Your instructions
Word for word, restate every line of the material.
..............................
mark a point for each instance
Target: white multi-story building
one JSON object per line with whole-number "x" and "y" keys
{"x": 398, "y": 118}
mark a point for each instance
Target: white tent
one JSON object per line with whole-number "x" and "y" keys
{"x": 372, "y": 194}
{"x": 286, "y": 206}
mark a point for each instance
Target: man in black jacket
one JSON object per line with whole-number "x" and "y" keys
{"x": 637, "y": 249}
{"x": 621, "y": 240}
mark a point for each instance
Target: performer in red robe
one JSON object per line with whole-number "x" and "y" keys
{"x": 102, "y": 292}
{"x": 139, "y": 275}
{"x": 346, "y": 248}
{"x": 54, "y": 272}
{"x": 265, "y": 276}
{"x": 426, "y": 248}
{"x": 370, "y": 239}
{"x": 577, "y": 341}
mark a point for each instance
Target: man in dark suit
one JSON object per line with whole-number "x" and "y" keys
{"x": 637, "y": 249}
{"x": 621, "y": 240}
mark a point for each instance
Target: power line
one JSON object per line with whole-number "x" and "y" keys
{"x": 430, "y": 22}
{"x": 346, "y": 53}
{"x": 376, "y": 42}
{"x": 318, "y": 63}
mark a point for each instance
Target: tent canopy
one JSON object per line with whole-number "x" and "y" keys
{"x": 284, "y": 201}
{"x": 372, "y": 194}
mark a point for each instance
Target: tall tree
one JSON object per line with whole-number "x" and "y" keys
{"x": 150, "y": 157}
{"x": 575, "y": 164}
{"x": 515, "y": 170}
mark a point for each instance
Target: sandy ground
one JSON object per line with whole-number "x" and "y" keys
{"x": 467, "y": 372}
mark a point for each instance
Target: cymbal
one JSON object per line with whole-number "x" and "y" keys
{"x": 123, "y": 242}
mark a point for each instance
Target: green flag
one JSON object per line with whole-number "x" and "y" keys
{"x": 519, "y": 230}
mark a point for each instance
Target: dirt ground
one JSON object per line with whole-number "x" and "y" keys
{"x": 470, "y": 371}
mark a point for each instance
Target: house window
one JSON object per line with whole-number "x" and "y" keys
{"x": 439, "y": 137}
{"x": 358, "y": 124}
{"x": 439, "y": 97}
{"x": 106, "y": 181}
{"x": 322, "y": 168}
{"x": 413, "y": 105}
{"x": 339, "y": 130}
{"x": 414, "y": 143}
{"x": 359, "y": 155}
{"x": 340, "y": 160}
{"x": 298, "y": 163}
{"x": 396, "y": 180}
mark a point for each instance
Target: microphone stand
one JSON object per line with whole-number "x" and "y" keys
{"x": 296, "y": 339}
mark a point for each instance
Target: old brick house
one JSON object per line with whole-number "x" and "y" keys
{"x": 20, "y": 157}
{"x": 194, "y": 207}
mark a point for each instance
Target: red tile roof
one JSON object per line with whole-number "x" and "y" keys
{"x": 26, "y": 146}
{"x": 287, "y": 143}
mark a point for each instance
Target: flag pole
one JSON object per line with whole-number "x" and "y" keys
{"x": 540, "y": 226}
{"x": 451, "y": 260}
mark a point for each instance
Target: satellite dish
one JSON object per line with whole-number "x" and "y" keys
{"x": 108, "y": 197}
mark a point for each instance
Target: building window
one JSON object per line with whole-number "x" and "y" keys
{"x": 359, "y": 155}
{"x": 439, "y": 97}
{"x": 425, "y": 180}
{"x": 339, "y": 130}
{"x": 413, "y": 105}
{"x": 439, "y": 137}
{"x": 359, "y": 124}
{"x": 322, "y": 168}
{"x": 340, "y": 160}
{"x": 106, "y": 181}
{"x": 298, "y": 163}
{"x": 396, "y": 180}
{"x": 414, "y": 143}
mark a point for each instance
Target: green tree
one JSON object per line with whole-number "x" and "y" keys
..............................
Answer to this task
mark a point for each instance
Target: white multi-story building
one JSON object per line with whole-number "x" and "y" keys
{"x": 398, "y": 118}
mark a point for each instance
Target: white tent
one JSON object per line with whole-number "x" and "y" keys
{"x": 372, "y": 194}
{"x": 286, "y": 206}
mark a point for each instance
Target: man in black jacket
one JSON object per line with whole-number "x" and "y" keys
{"x": 637, "y": 249}
{"x": 621, "y": 240}
mark a point for each instance
Target: performer in red robe
one JSON object per line with whole-number "x" and "y" keys
{"x": 102, "y": 292}
{"x": 139, "y": 275}
{"x": 346, "y": 248}
{"x": 54, "y": 272}
{"x": 265, "y": 276}
{"x": 426, "y": 248}
{"x": 370, "y": 239}
{"x": 577, "y": 341}
mark a point for each instance
Target: man in dark suit
one JSON object per line with whole-number "x" and "y" keys
{"x": 637, "y": 249}
{"x": 621, "y": 240}
mark a point for each instance
Target: power line
one JSON object per line with whole-number "x" and "y" keys
{"x": 430, "y": 22}
{"x": 346, "y": 53}
{"x": 376, "y": 42}
{"x": 318, "y": 63}
mark a point for each instance
Target: tent canopy
one JSON object per line with whole-number "x" and "y" keys
{"x": 284, "y": 201}
{"x": 372, "y": 194}
mark a point for each instance
Target: tall tree
one JSON object per line with whole-number "x" and "y" keys
{"x": 150, "y": 157}
{"x": 575, "y": 164}
{"x": 515, "y": 170}
mark a point for each instance
Target: sandy ground
one JSON object per line with whole-number "x" and "y" keys
{"x": 467, "y": 372}
mark a point for each instance
Target: cymbal
one JSON object per line with whole-number "x" and "y" keys
{"x": 123, "y": 242}
mark a point for each instance
Target: green flag
one JSON object per line with whole-number "x" and "y" keys
{"x": 519, "y": 230}
mark a point for each instance
Target: dirt ground
one JSON object per line with whole-number "x" and "y" keys
{"x": 470, "y": 371}
mark a point for each instance
Target: house window
one JSON object per line with whole-number "x" and "y" keys
{"x": 439, "y": 137}
{"x": 358, "y": 124}
{"x": 439, "y": 97}
{"x": 106, "y": 181}
{"x": 322, "y": 168}
{"x": 413, "y": 105}
{"x": 339, "y": 130}
{"x": 414, "y": 143}
{"x": 359, "y": 155}
{"x": 340, "y": 160}
{"x": 298, "y": 163}
{"x": 396, "y": 180}
mark a point for each instance
Target: microphone stand
one JSON object per line with whole-number "x" and "y" keys
{"x": 296, "y": 339}
mark a point for each instance
Target: old brick house
one JSON object per line with whole-number "x" and "y" keys
{"x": 20, "y": 157}
{"x": 194, "y": 207}
mark a point for each instance
Target: red tile roof
one JSON object per line with whole-number "x" and "y" keys
{"x": 26, "y": 146}
{"x": 287, "y": 143}
mark a point for each instance
Target: flag pole
one JSON object per line with whole-number "x" and "y" keys
{"x": 540, "y": 226}
{"x": 451, "y": 260}
mark a point for each instance
Target: satellite dish
one JSON object per line with whole-number "x" and "y" keys
{"x": 108, "y": 197}
mark a point for each instance
Target: building window
one JSON object per line with whole-number "x" and "y" keys
{"x": 359, "y": 155}
{"x": 439, "y": 97}
{"x": 425, "y": 180}
{"x": 339, "y": 130}
{"x": 413, "y": 105}
{"x": 439, "y": 137}
{"x": 359, "y": 124}
{"x": 322, "y": 168}
{"x": 340, "y": 160}
{"x": 106, "y": 181}
{"x": 298, "y": 163}
{"x": 396, "y": 180}
{"x": 414, "y": 143}
mark a point for each instance
Target: green tree
one JSON object per line with whole-number "x" and "y" keys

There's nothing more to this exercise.